▶ **EXERCISE OBJECTIVE**
Copy out all the records, word for word.

--

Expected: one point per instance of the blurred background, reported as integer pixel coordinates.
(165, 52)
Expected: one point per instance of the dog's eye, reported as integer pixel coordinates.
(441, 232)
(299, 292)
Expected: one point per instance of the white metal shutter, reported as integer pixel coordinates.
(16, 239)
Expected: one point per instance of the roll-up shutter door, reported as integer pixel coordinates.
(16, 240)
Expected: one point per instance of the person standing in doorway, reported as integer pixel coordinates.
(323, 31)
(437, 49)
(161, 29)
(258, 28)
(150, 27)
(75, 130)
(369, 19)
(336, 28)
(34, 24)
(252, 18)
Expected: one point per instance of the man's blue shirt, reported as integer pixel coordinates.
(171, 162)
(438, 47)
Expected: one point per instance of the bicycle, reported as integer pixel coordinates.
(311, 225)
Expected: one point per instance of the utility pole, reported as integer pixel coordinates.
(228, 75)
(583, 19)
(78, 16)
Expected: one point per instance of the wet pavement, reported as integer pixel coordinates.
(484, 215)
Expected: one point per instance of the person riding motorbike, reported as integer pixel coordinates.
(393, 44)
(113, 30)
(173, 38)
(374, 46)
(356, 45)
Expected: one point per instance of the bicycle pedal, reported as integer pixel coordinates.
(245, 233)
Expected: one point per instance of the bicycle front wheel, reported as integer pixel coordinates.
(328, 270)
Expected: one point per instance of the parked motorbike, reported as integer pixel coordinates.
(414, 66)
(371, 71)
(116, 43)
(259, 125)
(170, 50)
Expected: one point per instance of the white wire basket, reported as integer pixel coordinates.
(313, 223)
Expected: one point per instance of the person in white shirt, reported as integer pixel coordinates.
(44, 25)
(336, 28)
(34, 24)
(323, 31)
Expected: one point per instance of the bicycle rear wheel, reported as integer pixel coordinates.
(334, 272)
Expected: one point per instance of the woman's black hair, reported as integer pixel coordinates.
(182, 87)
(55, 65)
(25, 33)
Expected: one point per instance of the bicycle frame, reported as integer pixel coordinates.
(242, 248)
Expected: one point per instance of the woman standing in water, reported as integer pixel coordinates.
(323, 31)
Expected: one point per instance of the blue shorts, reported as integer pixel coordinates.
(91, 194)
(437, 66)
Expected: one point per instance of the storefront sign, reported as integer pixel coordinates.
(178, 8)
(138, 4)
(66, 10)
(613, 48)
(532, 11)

--

▶ **EXPECTED ANSWER**
Expected: one point per instance of the blurred background, reported as integer pixel coordinates.
(165, 52)
Expected: one point per instance of the dog's eye, reported as integer pixel coordinates.
(441, 232)
(299, 292)
Expected: one point per instance of the white metal shutter, reported as integer pixel coordinates.
(16, 239)
Expected: one point per instance of the roll-up shutter door, reported as integer pixel coordinates.
(16, 240)
Expected: one point per instance of the person standing in doorway, reported as integer pixel coordinates.
(323, 31)
(437, 49)
(161, 29)
(258, 28)
(150, 27)
(75, 130)
(369, 19)
(336, 28)
(34, 24)
(252, 18)
Expected: one point per instance of the man's blue shirt, reported as integer pixel coordinates.
(171, 162)
(438, 47)
Expected: one point per instance of the bicycle, reported as integer pixel coordinates.
(311, 225)
Expected: one point per instance of the utility pole, reported as integer pixel coordinates.
(228, 75)
(583, 19)
(78, 16)
Expected: one point per instance of the wet pavement, reported as integer pixel coordinates.
(484, 215)
Expected: one point per instance of the person riding motorbike, reported as integer pixel coordinates.
(393, 44)
(113, 30)
(173, 38)
(374, 46)
(356, 45)
Expected: one point per instance of the bicycle pedal, reported as integer pixel coordinates.
(245, 233)
Expected: one point per instance of the bicycle front wheel, reported as integer pixel coordinates.
(328, 270)
Expected: one point per instance of the parked motorbike, reported as integer pixel coordinates.
(414, 66)
(371, 71)
(116, 43)
(259, 125)
(170, 50)
Expected: one point per instance of the white wire basket, reported as integer pixel coordinates.
(313, 223)
Expected: one point per instance of the person in white shirt, reported as integer pixel coordinates.
(44, 25)
(336, 28)
(34, 24)
(323, 31)
Expected: one point per instance of the bicycle rear wheel, reported as integer pixel coordinates.
(334, 272)
Expected: one point per instance of the woman's black hair, reported as integer pixel coordinates.
(182, 87)
(55, 65)
(25, 33)
Expected: one point per instance of the bicycle frame, reported as integer pixel coordinates.
(242, 248)
Expected: one point per instance of the woman standing in water, reported as integer pixel coordinates.
(323, 31)
Expected: one point per instance of the blue shorts, reported as integer pixel coordinates.
(91, 194)
(437, 66)
Expected: one point per instance of the storefront sign, reported as integer pixel coordinates.
(178, 8)
(138, 4)
(66, 10)
(613, 48)
(532, 11)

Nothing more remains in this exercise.